*ACTION ITEM*: Rewrite the paragraph of the text below on university patent licensing that begins "Typically, a company and a university" as a brief list that keeps its main facts.

*TEXT*:
^^^^^^^^^^^^^^^^

Of course, universities still need to negotiate how long a company can have rights to patent without converting it to a product before returning the rights to the university, as we did with Philips Healthcare. A university should also negotiate which industry sectors the company will have the right to apply the patent in, freeing the university to offer it to companies outside those sectors. For example, a patent that has been licensed to a medical device company might also have applications in industrial robotics — uses which the medical device company will never pursue.
Renegotiate in good faith. In many cases, a patent might be embedded in a complex device that comprises several other patents. For example, several hundred patents go into an Apple iPhone or even something as simple sounding as a drug-delivery or a diagnostic device. Determining the precise value of a single patent in such products is virtually impossible. What percentage of the iPhone’s value lies in the special materials that go into its screen?
Typically, a company and a university will initially agree to royalty terms for a specific patent and renegotiate the terms once a real product that employs the particular patent as well as many others emerges and its level of success is clear. But such dealings are often contentious. The university may feel the company is lowballing them, and the company may think the university is deluded about the patent’s contribution to the success of the product.
Such conflicts are more likely under the old one-off transactional model because by the time a product emerges the company no longer is conducting projects with the institution. Under the new model of collaboration, I anticipate this dynamic occurring less. Neither party will want to jeopardize a relationship that could be far more valuable to both parties in the long run than a single piece of IP.

^^^^^^^^^^^^^^^^

*PROVIDED MATERIAL*:
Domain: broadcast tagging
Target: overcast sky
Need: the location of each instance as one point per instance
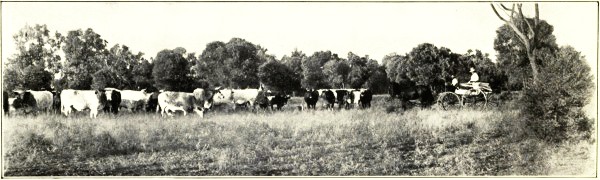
(375, 29)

^^^^^^^^^^^^^^^^

*RESPONSE FOR THIS EXERCISE*:
- A company and a university first agree on royalty terms for a specific patent.
- They renegotiate those terms once a real product using that patent and many others emerges and its success is clear.
- These talks are often contentious. The university may feel the company is lowballing it, and the company may think the university overrates the patent's contribution to the product's success.